(EXTRACTED TEXT)
● ● ● ●

The Case for Hiring a Swiss Army Knife (Not Another Specialist)
Every hiring framework in tech tells you to hire specialists.
By Mark Mercer
Every hiring framework in tech tells you to hire specialists. Find the person who's world-class at one thing. Don't hire generalists — they're a mile wide and an inch deep. Specialists ship. Generalists dabble.
I think that advice is mostly right. And I think it's completely wrong for one critical role at every fast-growing company.
Let me make the case for the Swiss Army Knife.
The specialist trap at early-stage companies
Here's what I've watched happen at startups: a company reaches 15–30 people. The founders are drowning. They're spending half their time on operational tasks they shouldn't be touching — HR questions, vendor negotiations, compliance issues, office logistics, team coordination, hiring pipelines.
So they do what every hiring framework tells them to do. They hire a specialist.
They bring in a Head of People. Great — now HR is covered. But who's managing the office buildout? Who's coordinating the team offsite? Who's handling the insurance transition? Who's managing the vendor audit?
So they hire another specialist. And another. Now they've got a Head of People, an Office Manager, and they're talking to outside counsel for legal, a recruiting firm for hiring, and an events company for the offsite.

● ● ● ●

(WORK TO COMPLETE)
1 > Answer these from the essay on hiring generalists:
(a) What does every hiring framework in tech tell you to hire?
(b) What size do the startups reach when the founders start drowning?
(c) Which specialist is the first one brought in?
2 > Go on with the essay on hiring generalists, picking up after its last sentence.
The records have nothing to do with the essay on hiring generalists.

● ● ● ●

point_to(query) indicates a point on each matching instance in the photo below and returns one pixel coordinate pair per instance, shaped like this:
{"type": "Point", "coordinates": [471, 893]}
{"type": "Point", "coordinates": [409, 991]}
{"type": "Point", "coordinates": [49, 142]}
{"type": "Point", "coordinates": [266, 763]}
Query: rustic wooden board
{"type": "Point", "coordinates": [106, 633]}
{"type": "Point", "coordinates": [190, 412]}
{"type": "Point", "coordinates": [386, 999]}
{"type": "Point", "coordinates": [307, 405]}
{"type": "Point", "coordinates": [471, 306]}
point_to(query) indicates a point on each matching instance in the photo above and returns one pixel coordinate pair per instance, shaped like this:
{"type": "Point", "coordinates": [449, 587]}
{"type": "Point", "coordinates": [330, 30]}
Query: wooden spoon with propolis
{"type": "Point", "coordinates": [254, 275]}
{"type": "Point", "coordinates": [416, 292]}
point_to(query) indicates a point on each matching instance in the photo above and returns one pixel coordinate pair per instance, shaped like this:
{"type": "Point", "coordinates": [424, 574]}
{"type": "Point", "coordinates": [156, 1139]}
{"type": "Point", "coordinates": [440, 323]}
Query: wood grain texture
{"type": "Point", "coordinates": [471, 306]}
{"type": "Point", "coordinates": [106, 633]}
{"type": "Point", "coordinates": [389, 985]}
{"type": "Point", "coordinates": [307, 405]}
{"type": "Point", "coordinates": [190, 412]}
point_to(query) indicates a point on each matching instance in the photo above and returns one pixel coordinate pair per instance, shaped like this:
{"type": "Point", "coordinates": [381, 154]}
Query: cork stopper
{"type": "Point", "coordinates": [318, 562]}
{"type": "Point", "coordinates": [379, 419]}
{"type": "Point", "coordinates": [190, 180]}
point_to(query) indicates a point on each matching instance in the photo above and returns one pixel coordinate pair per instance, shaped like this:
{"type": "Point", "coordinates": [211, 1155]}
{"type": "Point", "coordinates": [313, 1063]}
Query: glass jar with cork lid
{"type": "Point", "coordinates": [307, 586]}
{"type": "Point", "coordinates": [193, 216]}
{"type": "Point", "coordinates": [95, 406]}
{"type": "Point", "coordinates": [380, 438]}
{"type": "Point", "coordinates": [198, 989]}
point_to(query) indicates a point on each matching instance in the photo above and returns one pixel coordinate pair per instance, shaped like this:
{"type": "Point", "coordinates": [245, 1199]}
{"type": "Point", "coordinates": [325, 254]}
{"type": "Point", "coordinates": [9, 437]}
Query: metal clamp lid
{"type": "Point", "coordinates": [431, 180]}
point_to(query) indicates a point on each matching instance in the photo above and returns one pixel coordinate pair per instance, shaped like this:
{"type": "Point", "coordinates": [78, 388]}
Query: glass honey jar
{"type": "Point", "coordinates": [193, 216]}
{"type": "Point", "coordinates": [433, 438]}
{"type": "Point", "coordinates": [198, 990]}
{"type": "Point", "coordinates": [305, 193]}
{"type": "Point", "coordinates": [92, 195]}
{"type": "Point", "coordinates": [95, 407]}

● ● ● ●

(RESPONSES)
1 >
(a) Specialists.
(b) 15–30 people.
(c) A Head of People.

2 >
That's five line items on the budget to cover work that one person — the right person — could own entirely.
What a Swiss Army Knife actually is
I want to be precise about this because "generalist" has a bad reputation, and honestly, it's partly deserved. A generalist who's mediocre at everything is not what I'm describing.
A Swiss Army Knife is someone who is genuinely good at many things — not because they've dabbled, but because they've done real work across multiple domains. They've built teams. They've managed budgets. They've designed experiences. They've handled compliance. They've produced events. They've negotiated contracts.
The key difference: a generalist says "I can figure it out." A Swiss Army Knife says "I've done it before — here's what I built and here are the results."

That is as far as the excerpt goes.